#### [Job]
Please rewrite the listing with "place a point on each instance" in place of every "drop a marker on every instance", leaving everything else unchanged.

#### [Point-based annotation data]
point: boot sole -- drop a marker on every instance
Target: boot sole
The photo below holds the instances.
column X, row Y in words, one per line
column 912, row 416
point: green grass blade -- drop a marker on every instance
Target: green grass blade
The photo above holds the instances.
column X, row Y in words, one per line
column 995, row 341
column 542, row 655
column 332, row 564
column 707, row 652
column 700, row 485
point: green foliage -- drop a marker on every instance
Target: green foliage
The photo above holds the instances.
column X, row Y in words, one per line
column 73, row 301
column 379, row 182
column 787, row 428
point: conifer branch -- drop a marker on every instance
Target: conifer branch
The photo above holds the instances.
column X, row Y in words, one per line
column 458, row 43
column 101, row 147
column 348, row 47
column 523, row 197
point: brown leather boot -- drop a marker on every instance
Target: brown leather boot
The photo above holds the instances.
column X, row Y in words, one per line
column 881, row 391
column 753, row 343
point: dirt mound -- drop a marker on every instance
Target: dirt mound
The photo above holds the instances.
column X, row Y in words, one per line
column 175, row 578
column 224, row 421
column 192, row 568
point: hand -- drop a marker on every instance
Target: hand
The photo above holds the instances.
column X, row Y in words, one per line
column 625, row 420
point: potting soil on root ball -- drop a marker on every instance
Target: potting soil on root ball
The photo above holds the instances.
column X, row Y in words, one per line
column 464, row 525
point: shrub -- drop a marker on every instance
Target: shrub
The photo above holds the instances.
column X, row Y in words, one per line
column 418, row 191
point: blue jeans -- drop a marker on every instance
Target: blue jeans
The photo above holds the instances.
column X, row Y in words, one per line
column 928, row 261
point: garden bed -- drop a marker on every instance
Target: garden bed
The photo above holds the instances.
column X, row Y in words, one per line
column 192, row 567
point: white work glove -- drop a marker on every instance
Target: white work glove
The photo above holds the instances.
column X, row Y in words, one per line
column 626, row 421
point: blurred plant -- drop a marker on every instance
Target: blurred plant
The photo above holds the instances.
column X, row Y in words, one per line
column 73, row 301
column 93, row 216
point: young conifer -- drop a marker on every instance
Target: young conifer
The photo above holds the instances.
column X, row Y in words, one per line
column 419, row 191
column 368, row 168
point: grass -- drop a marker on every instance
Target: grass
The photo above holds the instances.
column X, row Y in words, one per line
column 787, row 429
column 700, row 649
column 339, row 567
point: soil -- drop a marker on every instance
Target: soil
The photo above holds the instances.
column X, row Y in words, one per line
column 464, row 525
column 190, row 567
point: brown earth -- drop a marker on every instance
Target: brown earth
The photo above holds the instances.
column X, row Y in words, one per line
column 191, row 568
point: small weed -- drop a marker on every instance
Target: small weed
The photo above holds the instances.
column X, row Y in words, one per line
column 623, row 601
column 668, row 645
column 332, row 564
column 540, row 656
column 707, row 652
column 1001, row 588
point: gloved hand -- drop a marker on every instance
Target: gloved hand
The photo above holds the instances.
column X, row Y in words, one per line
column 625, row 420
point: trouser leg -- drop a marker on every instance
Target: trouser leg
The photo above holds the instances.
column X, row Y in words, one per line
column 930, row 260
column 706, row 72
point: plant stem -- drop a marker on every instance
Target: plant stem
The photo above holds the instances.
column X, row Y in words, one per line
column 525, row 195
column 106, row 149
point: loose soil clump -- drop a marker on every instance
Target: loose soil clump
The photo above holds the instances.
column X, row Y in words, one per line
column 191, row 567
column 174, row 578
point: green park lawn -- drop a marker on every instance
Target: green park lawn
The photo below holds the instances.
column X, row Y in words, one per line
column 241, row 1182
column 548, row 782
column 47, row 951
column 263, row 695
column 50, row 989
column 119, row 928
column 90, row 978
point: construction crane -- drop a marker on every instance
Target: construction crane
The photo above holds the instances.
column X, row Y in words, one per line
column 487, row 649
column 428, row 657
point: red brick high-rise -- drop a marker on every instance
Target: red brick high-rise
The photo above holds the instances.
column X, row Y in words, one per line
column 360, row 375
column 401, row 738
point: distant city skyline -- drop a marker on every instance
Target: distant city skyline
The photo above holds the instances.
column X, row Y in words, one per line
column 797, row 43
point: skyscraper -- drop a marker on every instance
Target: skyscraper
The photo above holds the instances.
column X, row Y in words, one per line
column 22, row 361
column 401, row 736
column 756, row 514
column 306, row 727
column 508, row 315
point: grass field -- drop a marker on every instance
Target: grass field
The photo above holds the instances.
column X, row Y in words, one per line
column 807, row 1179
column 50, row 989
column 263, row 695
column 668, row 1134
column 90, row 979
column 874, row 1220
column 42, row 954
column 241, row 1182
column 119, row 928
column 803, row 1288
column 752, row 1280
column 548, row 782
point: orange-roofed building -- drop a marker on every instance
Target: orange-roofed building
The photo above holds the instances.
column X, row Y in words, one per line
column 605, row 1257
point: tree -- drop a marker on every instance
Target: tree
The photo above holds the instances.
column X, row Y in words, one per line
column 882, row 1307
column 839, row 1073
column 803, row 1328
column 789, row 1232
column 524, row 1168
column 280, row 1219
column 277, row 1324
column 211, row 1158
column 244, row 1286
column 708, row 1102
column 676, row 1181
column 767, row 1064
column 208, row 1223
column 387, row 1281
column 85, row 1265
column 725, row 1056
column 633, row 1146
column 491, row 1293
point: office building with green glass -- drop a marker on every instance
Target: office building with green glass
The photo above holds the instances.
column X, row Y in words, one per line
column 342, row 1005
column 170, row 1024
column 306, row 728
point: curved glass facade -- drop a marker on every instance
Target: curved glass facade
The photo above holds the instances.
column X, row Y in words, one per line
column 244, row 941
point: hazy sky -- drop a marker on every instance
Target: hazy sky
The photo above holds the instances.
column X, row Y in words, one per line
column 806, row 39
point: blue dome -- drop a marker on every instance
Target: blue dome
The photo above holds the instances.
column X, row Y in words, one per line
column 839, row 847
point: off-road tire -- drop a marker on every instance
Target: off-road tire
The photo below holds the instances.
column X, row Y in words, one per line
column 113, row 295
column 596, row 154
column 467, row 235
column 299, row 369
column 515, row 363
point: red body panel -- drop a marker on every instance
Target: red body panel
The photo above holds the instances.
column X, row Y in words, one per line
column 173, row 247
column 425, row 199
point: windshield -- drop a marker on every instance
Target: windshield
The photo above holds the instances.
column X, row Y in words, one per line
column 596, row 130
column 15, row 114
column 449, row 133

#### [Result for this task]
point: boot sole -- place a point on each instance
Target: boot sole
The photo below holds the instances.
column X, row Y in words, one per line
column 912, row 416
point: green grass blade -- place a point on each instance
Target: green grass blade
The photo above holds the instances.
column X, row Y in words, one per line
column 995, row 341
column 542, row 655
column 332, row 564
column 707, row 652
column 700, row 485
point: green foliage -- place a point on each instance
Target: green foliage
The photo above holds the instances.
column X, row Y in words, one per line
column 73, row 301
column 379, row 182
column 787, row 428
point: conifer branch -- place a point on each instance
Target: conifer branch
The photo above holds the instances.
column X, row Y in words, one per line
column 458, row 43
column 101, row 147
column 348, row 47
column 523, row 197
point: brown leather boot -- place a point on each instance
Target: brown leather boot
The photo above holds the instances.
column X, row Y in words, one per line
column 881, row 391
column 753, row 343
point: dirt mound -- place a point on each instance
Target: dirt mound
The photo above holds the instances.
column X, row Y in words, one per line
column 175, row 578
column 224, row 421
column 192, row 568
point: hand -- place a point on each instance
Target: hand
The photo above holds the instances.
column X, row Y in words, one per line
column 625, row 420
point: potting soil on root ball -- place a point on each instance
Target: potting soil on root ball
The photo above holds the instances.
column X, row Y in words, one per line
column 464, row 525
point: shrub -- place a point on each instance
Target: shrub
The photo above holds the instances.
column X, row Y in words, one per line
column 418, row 191
point: blue jeans -- place a point on each instance
Target: blue jeans
The photo above holds the instances.
column X, row Y in words, one per line
column 928, row 261
point: garden bed -- place a point on each instance
Target: garden bed
The photo above holds the instances.
column X, row Y in words, one per line
column 192, row 567
point: white work glove -- place a point on each instance
Target: white work glove
The photo above holds the instances.
column X, row Y in words, one per line
column 626, row 421
point: blurred plant -- place a point on each instance
Target: blurred plant
The photo above holds the instances.
column X, row Y in words, one per line
column 73, row 301
column 93, row 216
point: young conifer -- place a point on each instance
Target: young conifer
The photo above holds the instances.
column X, row Y in words, one per line
column 419, row 191
column 368, row 168
point: grass -- place a point on each instance
Target: grass
The photo above holds the instances.
column X, row Y in words, one per line
column 787, row 429
column 700, row 649
column 339, row 567
point: soil -- place a point on each instance
Target: soil
The photo above holds the instances.
column X, row Y in words, one per line
column 464, row 525
column 190, row 567
point: brown earth -- place a point on each instance
Target: brown earth
The photo above holds the instances.
column X, row Y in words, one per line
column 191, row 568
point: small weed -- place a point on each instance
Target: small weed
The photo above holds the instances.
column X, row Y in words, one per line
column 623, row 601
column 668, row 645
column 332, row 564
column 540, row 656
column 707, row 652
column 1001, row 588
point: gloved hand -- place a point on each instance
Target: gloved hand
The photo above holds the instances.
column X, row Y in words, one per line
column 625, row 420
point: trouser leg -- place a point on each instance
Target: trouser leg
The photo above holds the instances.
column X, row Y in words, one per line
column 930, row 260
column 706, row 72
point: plant stem -- place a point on each instance
Target: plant stem
The photo above holds the instances.
column X, row Y in words, one per line
column 525, row 195
column 106, row 149
point: loose soil clump -- place a point on each instance
Target: loose soil clump
The photo above holds the instances.
column X, row Y in words, one per line
column 191, row 567
column 174, row 578
point: green park lawn -- place a point on each instance
Target: green park lawn
The photo below holds the instances.
column X, row Y in words, one per line
column 241, row 1182
column 548, row 782
column 47, row 951
column 263, row 695
column 50, row 989
column 119, row 928
column 90, row 978
point: construction crane -- place a point on each instance
Target: construction crane
The photo above holds the instances.
column X, row Y in words, one per line
column 487, row 649
column 428, row 657
point: red brick high-rise -- place a point on each instance
Target: red brick high-rise
The photo above holds the instances.
column X, row Y in words, one per line
column 360, row 375
column 401, row 738
point: distant city skyline -- place a point on each instance
Target: distant city skyline
The photo above holds the instances.
column X, row Y in words, one per line
column 797, row 43
point: skyscraper -- place a point on each instance
Target: skyscraper
The photo above holds the instances.
column X, row Y in words, one per line
column 22, row 361
column 401, row 736
column 756, row 514
column 306, row 727
column 508, row 315
point: grass field -- place a point on each instance
Target: grass field
The photo above holds the instances.
column X, row Y in words, one per line
column 807, row 1179
column 50, row 989
column 263, row 695
column 668, row 1134
column 90, row 979
column 874, row 1220
column 42, row 954
column 241, row 1182
column 119, row 928
column 803, row 1288
column 752, row 1280
column 548, row 782
point: orange-roofed building -- place a point on each instance
Target: orange-roofed building
The photo above holds the instances.
column X, row Y in words, one per line
column 605, row 1257
point: tree -- place a point on each instance
Target: tree
The photo above holds the instances.
column X, row Y in words, one per line
column 882, row 1307
column 839, row 1073
column 803, row 1328
column 789, row 1232
column 524, row 1168
column 280, row 1219
column 277, row 1324
column 211, row 1158
column 244, row 1286
column 708, row 1102
column 676, row 1181
column 767, row 1064
column 208, row 1223
column 387, row 1281
column 85, row 1265
column 725, row 1056
column 633, row 1146
column 491, row 1293
point: office building with green glass -- place a point on each instance
Target: office building with green glass
The photo above holds the instances.
column X, row Y in words, one per line
column 342, row 1005
column 170, row 1024
column 306, row 728
point: curved glass facade -- place a point on each instance
Target: curved glass facade
The photo above holds the instances.
column X, row Y in words, one per line
column 244, row 941
point: hazy sky -- place a point on each instance
Target: hazy sky
The photo above holds the instances.
column X, row Y in words, one per line
column 806, row 39
point: blue dome -- place a point on each instance
Target: blue dome
The photo above holds the instances.
column X, row Y in words, one per line
column 839, row 847
point: off-road tire -- place a point on each instance
Target: off-road tire
The photo below holds the instances.
column X, row Y in words, one per line
column 113, row 295
column 596, row 154
column 467, row 235
column 299, row 369
column 515, row 363
point: red body panel -- place a point on each instance
Target: red body panel
The photo above holds the instances.
column X, row Y in words, one per line
column 173, row 247
column 425, row 199
point: windshield -- place a point on each instance
Target: windshield
The photo above holds the instances.
column X, row Y in words, one per line
column 596, row 130
column 15, row 114
column 449, row 133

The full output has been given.